『Dr.STONE』は科学漫画から壮大な冒険ロマンへ 楽しい航海の先で待ち受ける新展開

 そんな楽しい航海が終わると、舞台はいよいよアメリカ大陸へ。石化した人々の無惨な姿が岸壁に残っているのを見て、もしかしたら自分たちと同じように、アメリカ合衆国も復活しているのではないかという、かすかな希望は粉砕される。

 ゴールデンゲートブリッジがあった場所を通過し大陸内部へと向かっていくペルセウス号。サクラメント川で資源補充チームとコーン探索チームの二手に別れ、千空はコーン探索チームとして行動する。

 途中で襲ってきたワニの大群を司たち最強戦士たちがあっさりと仕留めて、ワニ肉でハンバーガーを作ってみんなで食べるシーンはグルメ漫画的で思わずほっこり。ワニの胃袋の中にあったトウモロコシを見つけて目標に一歩近づく千空たち。しかし突如、上空からあらわれたマシンガンを搭載した飛行機から襲撃される。千空が作ったパイロフォリック(飛行機や自動車の内燃機関を標的とした化学兵器)をキリサメが投擲することで飛行機を撃墜するが、飛行機はもぬけの空。

やること ::
Dr.STONEについてのこの抜粋によると、サクラメント川で二手に分かれたとき、千空はどちらのチームとして動きますか。 レコードはこの抜粋の内容とは関係ありません。

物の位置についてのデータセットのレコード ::

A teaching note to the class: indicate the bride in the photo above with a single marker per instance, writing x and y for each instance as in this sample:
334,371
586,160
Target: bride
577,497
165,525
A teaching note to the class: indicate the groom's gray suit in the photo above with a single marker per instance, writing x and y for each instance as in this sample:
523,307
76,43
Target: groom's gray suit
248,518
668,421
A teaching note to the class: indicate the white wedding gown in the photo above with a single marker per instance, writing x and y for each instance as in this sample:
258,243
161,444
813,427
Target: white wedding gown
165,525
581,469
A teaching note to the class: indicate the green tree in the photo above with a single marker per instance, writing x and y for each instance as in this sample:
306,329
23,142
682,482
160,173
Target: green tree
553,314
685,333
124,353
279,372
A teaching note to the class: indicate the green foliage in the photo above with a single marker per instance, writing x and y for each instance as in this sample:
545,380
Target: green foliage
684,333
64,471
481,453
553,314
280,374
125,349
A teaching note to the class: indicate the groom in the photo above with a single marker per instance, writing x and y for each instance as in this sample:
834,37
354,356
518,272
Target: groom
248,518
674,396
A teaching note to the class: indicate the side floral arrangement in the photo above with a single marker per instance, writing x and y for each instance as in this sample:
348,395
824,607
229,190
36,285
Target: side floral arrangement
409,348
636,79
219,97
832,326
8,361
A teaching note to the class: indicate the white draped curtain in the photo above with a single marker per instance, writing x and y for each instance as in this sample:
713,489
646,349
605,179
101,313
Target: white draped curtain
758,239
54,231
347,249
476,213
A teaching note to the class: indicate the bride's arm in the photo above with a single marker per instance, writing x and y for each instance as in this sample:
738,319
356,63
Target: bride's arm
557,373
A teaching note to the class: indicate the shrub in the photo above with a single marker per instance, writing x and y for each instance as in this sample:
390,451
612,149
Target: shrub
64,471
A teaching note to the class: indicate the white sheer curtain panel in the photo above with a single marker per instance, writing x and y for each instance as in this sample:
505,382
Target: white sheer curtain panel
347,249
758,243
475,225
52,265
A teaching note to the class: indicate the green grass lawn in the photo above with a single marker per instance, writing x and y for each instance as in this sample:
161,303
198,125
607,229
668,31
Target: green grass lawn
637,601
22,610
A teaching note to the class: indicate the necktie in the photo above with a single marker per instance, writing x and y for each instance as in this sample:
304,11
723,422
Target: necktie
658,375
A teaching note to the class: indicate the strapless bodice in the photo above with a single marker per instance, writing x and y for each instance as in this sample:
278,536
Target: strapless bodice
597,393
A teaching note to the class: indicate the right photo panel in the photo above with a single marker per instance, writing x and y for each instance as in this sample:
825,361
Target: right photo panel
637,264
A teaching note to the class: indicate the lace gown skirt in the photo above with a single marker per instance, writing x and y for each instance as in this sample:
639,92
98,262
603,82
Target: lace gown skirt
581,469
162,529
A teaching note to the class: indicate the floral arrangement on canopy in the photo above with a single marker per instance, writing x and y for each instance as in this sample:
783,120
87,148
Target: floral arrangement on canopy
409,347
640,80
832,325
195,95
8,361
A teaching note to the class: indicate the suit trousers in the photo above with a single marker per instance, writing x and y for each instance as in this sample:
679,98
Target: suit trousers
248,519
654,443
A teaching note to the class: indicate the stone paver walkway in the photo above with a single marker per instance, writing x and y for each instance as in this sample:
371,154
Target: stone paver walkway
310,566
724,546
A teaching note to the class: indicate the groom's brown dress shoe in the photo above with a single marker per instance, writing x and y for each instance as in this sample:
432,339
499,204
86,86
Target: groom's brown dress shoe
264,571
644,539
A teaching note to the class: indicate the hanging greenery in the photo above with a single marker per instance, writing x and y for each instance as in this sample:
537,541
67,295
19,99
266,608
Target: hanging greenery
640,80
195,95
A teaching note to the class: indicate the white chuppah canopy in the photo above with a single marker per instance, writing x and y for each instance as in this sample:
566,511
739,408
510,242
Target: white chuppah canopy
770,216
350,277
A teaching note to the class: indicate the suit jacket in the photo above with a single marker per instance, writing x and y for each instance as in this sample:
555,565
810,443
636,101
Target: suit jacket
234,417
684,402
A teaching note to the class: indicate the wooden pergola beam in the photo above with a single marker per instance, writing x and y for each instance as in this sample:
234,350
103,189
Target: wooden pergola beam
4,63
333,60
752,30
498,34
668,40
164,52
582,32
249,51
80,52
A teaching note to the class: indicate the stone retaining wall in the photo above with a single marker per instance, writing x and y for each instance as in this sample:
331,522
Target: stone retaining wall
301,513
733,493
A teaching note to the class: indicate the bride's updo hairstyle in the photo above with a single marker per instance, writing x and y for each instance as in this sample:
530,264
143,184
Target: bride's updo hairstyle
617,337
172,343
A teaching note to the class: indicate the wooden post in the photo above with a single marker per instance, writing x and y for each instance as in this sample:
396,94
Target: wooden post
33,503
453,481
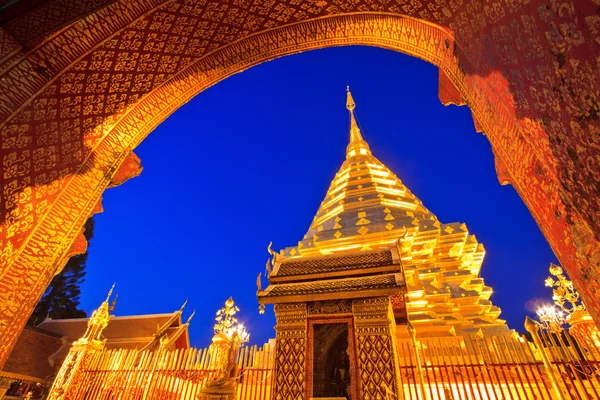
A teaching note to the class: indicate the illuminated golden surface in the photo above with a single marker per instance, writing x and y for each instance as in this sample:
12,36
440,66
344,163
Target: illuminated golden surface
72,109
366,208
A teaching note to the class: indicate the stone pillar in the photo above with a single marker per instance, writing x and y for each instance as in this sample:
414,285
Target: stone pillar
4,386
289,381
378,371
69,375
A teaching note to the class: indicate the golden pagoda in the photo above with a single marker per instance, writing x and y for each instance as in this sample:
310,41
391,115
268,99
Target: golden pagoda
378,261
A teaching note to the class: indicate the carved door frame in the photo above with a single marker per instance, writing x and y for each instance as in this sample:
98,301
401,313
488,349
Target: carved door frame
349,321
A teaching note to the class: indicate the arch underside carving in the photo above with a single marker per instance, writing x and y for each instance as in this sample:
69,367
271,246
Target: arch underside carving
74,109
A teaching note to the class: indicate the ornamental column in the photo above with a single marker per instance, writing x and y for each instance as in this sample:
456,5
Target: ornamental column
290,351
375,333
81,353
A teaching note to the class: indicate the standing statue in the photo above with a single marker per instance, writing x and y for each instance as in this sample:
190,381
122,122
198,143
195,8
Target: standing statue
229,337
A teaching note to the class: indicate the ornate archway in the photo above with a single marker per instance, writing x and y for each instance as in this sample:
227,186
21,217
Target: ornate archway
83,88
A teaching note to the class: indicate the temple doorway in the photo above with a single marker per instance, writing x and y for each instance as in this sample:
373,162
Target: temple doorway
331,362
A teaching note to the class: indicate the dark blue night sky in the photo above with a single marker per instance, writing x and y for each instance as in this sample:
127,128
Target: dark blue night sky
249,161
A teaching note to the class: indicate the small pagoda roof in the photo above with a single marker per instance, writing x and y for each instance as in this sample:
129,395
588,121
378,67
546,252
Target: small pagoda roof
334,289
342,265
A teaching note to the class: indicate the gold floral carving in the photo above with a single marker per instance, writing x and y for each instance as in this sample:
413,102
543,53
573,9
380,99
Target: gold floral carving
330,307
72,109
379,373
290,352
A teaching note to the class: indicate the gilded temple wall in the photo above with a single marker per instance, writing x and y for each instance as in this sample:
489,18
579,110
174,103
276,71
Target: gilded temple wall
78,94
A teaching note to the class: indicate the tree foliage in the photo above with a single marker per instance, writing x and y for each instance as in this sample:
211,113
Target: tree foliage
61,298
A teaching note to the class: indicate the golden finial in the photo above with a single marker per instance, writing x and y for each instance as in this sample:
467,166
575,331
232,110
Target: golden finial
350,105
183,306
357,145
190,317
113,305
564,295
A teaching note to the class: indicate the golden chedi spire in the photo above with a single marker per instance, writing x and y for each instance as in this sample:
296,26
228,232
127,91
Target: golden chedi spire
365,201
357,143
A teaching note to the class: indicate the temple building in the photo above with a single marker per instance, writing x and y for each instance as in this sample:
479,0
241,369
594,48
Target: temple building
374,260
41,350
379,300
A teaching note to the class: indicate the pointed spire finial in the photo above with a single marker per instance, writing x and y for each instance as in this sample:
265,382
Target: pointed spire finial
357,145
350,105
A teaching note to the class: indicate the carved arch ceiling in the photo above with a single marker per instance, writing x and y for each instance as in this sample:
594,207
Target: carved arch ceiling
80,90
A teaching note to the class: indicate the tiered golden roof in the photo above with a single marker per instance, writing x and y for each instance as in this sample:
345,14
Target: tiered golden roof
368,208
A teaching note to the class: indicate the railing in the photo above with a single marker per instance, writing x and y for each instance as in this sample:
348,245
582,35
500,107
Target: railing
127,374
499,367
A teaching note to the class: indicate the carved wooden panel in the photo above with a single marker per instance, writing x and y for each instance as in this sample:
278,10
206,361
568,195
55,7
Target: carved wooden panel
73,105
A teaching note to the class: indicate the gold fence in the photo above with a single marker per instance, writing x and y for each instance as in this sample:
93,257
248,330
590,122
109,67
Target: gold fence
555,366
128,374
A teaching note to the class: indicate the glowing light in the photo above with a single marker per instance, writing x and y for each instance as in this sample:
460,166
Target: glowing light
378,172
392,191
328,215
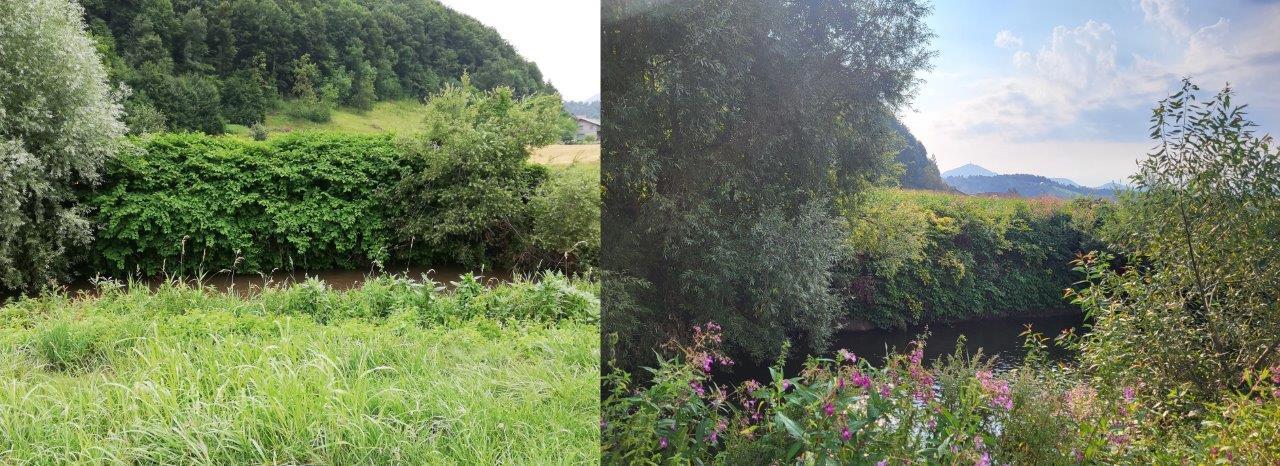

答え ::
コーン探索チームです。